In 1962, the Defense Department's Advanced Research Projects Agency (ARPA) had brought to Washington a man who made a singularly important difference in the history of computers and networks. Dr. Joseph C. R. Licklieder (always called Lick ) came from Harvard, via the Cambridge consulting firm of Bolt Baranek and Newman (big on early ARPANET/Internet work), with an unusually open charter to foster research associated with the theme on which he himself had previously published, "Man-Computer Symbiosis." and toward the technology necessary to do "time sharing" of a computer's processing power between a number of concurrently active online users.

When J. C. R. Licklieder came to IPTO, I was figuratively standing at the door with the Conceptual Framework report and a proposal. There the unlucky fellow was, having advertised that "man computer symbiosis," computer time-sharing, man-computer interface etc. were the new directions -- how could he in reasonable consistency turn this down, even if it was way out there in Menlo Park.

Because Engelbart's published framework of 1963 and the pursuits proposed therein were so much on line with his, Licklieder began steering funds to him despite voiced misgivings of some of his colleagues -- something that came into the open some years later from unguarded chatter by some of them at a cocktail party. "Nothing personal, you understand," it's just that "way out there in Palo Alto, there isn't the computer and programming talent to justify investing good R&D dollars." The year before, a proposal made to a government funding agency had been turned down in almost those exact words in spite of being rated as "a very interesting proposal."

The first 2 years were flops. The 1st year SRI managers were really concerned about the publication about the 62 report: "Augmenting Human Intellect: A Conceptual Framework" It seemed arty fartsy blue sky stuff with no reality. Still, money from ARPA came for this and they put a 'more experienced guy' in charge. Doug got a promotion to be Senior Research Engineer. But the job would be done by the project leader. Doug was out of the loop. The other guy was in control. Doug protested. Helplessly and frustrated. Doug says: I wasn't cogent enough to call Lick but he came out for a project review. He asked me what it was all about. He said 'god damn it, this stuff is so bad if my boss found out he'd fire me!' So I explained and he called them, he said more money would be sent, but don't do that again. 2nd year Lick wanted Doug to go ahead with an idea of an augmentation system at SRI where he wanted Doug to program a client program on a small computer and a little CRT display. The display could show letters etc. but it was supposed to work through a modem with a time sharing computer at LA who he was already supporting to be time shared.Doug's group was amongst the first groups to be time shared. But it only lasted for about 3-5 minutes before crashing. So the second year didn't mature much either But Lick kept going. In the third year Doug said we'd like to have our our own computer which would be big enough to run our own real time system. A CDC 3100 arrived. It was a real boon to have a machine. They needed a display for that so they built their own. It cost $80-90,000. In those days there was no way you could have enough high speed memory to store the bit map of the display. You couldn't store it and have it operate fast enough, so they had to build the electronics for it as well. It would have to move the beam into position and turn it on and move it around to display the characters. It could only do upper case characters. They used this for 4 years or so. BTW, upper case was indicated by a bar over the character. As Doug says: This was the best we could do for a ton of money, you can then see how people said it would be crazy to spend this on individuals, but we said it wouldn't stay that way for long...

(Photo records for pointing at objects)
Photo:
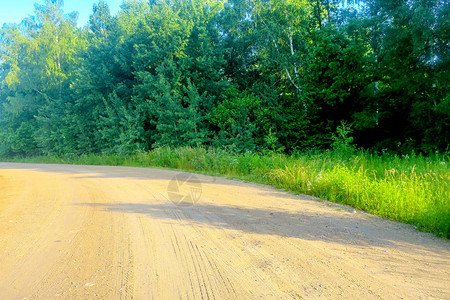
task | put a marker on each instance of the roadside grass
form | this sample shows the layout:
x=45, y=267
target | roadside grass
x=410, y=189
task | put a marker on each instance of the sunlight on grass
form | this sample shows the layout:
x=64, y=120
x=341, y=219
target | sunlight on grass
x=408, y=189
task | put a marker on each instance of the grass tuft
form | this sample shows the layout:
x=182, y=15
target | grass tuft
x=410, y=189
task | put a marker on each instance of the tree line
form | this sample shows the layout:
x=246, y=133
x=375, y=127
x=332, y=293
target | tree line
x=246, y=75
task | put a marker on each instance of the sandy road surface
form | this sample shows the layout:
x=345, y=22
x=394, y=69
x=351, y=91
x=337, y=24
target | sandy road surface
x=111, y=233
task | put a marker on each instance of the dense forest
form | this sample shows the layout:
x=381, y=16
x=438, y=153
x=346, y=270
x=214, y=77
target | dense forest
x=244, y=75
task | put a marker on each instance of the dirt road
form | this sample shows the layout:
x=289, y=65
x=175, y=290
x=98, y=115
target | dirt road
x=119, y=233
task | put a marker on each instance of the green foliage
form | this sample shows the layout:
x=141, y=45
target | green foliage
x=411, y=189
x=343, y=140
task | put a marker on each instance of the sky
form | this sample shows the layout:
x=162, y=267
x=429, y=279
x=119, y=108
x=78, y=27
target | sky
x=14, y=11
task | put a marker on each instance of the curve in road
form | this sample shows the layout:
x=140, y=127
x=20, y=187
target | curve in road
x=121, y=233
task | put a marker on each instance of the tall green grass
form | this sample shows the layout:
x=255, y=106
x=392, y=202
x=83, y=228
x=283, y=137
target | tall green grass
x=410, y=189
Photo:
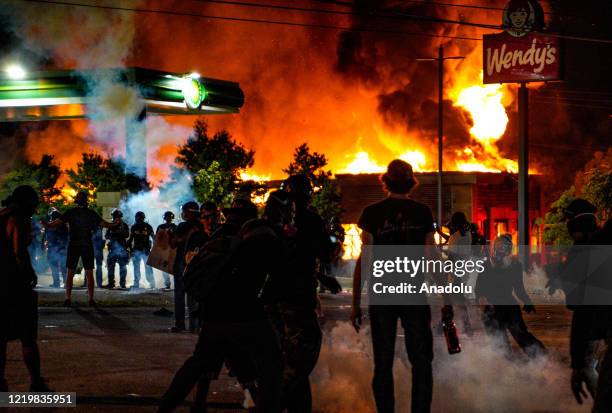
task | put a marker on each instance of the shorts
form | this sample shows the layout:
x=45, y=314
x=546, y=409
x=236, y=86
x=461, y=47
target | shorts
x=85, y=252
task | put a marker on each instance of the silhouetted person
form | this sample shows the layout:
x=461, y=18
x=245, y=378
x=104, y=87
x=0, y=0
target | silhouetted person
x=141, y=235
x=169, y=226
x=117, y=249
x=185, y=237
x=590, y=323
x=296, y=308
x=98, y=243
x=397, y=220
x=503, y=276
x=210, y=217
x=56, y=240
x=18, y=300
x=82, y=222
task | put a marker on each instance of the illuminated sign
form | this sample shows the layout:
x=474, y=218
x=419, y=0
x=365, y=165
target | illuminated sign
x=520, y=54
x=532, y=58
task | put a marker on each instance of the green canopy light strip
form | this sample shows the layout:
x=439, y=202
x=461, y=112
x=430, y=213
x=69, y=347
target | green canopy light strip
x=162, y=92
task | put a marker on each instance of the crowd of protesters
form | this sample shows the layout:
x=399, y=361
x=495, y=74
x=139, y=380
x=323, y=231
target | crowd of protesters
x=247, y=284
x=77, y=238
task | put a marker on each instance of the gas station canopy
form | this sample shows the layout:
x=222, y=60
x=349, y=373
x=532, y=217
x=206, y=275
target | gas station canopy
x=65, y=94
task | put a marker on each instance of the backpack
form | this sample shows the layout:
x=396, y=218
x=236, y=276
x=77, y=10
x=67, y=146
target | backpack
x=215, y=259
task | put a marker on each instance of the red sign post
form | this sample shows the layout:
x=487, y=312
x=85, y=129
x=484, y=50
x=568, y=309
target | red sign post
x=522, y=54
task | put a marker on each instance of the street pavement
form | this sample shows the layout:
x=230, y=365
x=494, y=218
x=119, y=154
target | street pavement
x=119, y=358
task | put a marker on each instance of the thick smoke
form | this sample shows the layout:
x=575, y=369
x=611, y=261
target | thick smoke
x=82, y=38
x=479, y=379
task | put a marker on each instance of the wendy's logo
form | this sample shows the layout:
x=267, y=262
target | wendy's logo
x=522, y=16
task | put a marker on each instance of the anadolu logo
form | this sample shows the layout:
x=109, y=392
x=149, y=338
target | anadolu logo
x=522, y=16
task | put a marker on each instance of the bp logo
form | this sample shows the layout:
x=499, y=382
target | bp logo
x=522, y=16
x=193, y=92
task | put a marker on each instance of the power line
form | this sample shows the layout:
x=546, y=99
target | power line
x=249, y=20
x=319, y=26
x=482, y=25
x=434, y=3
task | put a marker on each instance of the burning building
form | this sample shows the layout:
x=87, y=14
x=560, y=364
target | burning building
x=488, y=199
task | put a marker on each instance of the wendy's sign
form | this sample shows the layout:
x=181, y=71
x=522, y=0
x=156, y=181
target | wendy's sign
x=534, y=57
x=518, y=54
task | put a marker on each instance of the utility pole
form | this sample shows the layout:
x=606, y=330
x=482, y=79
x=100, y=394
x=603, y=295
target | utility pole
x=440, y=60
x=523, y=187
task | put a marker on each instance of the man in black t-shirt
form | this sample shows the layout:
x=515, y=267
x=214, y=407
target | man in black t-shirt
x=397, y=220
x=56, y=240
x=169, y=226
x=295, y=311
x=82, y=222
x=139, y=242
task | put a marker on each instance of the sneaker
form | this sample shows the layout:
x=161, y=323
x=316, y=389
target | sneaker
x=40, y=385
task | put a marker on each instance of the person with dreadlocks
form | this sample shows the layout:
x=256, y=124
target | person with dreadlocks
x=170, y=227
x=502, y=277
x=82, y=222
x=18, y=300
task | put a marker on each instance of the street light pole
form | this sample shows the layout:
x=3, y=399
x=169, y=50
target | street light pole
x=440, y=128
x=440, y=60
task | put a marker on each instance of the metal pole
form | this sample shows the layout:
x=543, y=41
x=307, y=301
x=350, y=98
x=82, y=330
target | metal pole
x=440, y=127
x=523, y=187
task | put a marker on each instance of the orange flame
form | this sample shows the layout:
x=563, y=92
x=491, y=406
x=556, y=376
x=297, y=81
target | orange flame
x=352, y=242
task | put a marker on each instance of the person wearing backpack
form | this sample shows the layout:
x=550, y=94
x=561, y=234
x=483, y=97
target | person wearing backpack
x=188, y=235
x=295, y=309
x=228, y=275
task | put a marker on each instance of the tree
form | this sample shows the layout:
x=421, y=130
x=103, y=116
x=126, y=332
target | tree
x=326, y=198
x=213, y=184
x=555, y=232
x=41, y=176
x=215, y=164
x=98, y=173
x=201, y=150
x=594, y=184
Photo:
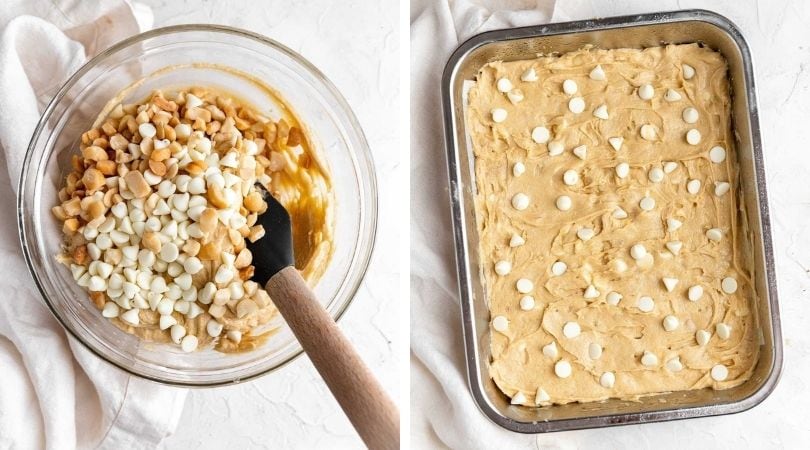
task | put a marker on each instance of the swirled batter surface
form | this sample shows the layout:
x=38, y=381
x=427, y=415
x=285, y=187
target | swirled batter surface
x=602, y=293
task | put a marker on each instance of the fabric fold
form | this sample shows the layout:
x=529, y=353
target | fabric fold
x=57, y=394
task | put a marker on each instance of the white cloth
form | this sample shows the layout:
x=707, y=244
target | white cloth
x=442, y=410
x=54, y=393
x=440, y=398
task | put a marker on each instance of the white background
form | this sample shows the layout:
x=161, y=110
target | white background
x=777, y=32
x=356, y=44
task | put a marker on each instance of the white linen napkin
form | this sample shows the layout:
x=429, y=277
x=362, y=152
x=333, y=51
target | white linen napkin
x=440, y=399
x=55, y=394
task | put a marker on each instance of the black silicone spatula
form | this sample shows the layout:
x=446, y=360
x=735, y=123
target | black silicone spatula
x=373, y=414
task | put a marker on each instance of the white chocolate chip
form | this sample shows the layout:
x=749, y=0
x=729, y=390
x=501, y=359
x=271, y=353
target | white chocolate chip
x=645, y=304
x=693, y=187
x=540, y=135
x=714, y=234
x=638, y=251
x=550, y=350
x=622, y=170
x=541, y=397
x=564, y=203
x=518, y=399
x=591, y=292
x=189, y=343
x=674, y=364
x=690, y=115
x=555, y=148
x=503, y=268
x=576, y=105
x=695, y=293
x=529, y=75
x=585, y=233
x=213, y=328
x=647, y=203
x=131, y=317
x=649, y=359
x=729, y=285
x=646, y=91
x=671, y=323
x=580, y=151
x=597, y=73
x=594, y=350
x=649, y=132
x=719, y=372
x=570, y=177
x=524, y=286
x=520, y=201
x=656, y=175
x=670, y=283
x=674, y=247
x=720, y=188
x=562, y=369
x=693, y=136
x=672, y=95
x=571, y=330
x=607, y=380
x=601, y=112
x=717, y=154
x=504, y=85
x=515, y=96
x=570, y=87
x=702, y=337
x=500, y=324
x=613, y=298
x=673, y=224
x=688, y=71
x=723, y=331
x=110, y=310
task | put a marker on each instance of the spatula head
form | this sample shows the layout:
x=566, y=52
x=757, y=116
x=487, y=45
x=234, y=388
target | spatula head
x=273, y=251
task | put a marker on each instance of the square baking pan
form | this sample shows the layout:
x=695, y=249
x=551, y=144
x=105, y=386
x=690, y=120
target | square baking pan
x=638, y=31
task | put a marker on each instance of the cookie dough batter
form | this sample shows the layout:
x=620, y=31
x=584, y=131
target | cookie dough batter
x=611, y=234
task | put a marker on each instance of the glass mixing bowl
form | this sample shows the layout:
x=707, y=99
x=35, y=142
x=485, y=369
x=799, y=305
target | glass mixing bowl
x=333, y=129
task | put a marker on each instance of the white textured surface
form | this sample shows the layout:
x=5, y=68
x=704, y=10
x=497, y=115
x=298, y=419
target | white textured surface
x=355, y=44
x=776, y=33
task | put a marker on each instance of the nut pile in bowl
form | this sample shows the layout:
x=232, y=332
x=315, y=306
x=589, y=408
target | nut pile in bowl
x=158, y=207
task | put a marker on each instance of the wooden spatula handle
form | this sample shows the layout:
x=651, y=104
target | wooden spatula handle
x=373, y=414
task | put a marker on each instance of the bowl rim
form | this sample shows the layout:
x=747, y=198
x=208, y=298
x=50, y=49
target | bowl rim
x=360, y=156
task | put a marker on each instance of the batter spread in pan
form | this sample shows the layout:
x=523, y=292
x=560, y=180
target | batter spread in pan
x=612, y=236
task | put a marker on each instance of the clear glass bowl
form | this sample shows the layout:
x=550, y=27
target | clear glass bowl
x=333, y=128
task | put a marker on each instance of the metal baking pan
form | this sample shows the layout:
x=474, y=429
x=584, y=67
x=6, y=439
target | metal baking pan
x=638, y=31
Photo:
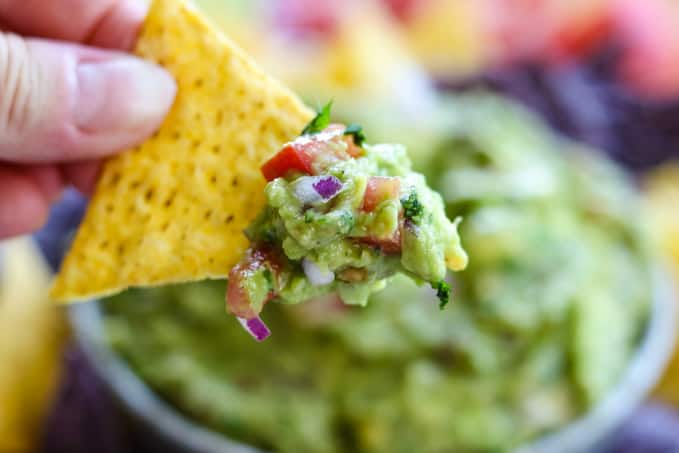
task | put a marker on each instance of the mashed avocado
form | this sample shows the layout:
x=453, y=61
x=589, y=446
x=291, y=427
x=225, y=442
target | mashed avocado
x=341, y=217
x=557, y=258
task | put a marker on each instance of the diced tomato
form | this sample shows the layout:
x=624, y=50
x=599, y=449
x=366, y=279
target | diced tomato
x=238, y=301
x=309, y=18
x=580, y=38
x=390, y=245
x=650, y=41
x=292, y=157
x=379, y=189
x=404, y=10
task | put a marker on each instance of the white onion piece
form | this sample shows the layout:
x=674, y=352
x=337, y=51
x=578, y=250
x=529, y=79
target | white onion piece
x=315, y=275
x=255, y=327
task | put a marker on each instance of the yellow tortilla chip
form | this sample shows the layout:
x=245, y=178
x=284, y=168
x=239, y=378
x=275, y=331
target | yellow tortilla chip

### [To do]
Write what comes next in the account of Doug Engelbart's early ARPA-funded work, picking up after its final sentence. These records were drawn from a separate source.

### [Solved exercise]
Lick was willing to put some more support into the direct goal (more or less as originally proposed), but the support level he could offer wasn't enough to pay for both a small research staff and some interactive computer support. Mind you, the CDC 160A, which was the only commercially suitable mini-computer that we knew of, even though having only 8K of 12-bit words, and running at about 6 microseconds per instruction, cost well over $100K (1963 dollars). Paper tape in and out; if the system crashed, you had to load the application program from paper tape, and the most recent dump of your working file (paper tape), before you could continue. A crude, industry-standard Flexowriter (online typewriter) could be driven; otherwise it was paper-tape in and out.

What saved my program from extinction then was arrival of an out-of-the-blue support offer from Bob Taylor who at that time was a psychologist working at NASA Headquarters (then in Washington, D.C.)(Later, Taylor moved to ARPA and became a significant factor in launching the ARPANet.). I had visited him months before, leaving copies of the Framework report and our proposal, and I had been unaware that meanwhile he had been seeking funds and a contracting channel to provide some support. The combined ARPA and NASA support enabled us to equip ourselves and begin developing Version 1 of what evolved into the NLS and AUGMENT systems.

That started a project to experiment and evaluate various available "screen selection" devices -- pointers -- to see which would be most appropriate for use in on-line computer interaction. Engelbart proposed the research, and was listed as the Principle Investigator, but it was his friend Bill English, an extremely effective engineer and organizer, who put together the tests and analyses which yielded the effective results. Engelbart had thought of the basic idea for the computer mouse several years before and, almost incidental to this, suggested with a few simple sketches that maybe building and testing this kind of a device would help round out the experiments. So, Bill built it, and some unknown person in the small group of designer, programmer, machinist, test subjects -- no one can remember who -- started referring to it as the mouse . And it just happened to win the tests; and people on the project began building and using them throughout the following fifteen years.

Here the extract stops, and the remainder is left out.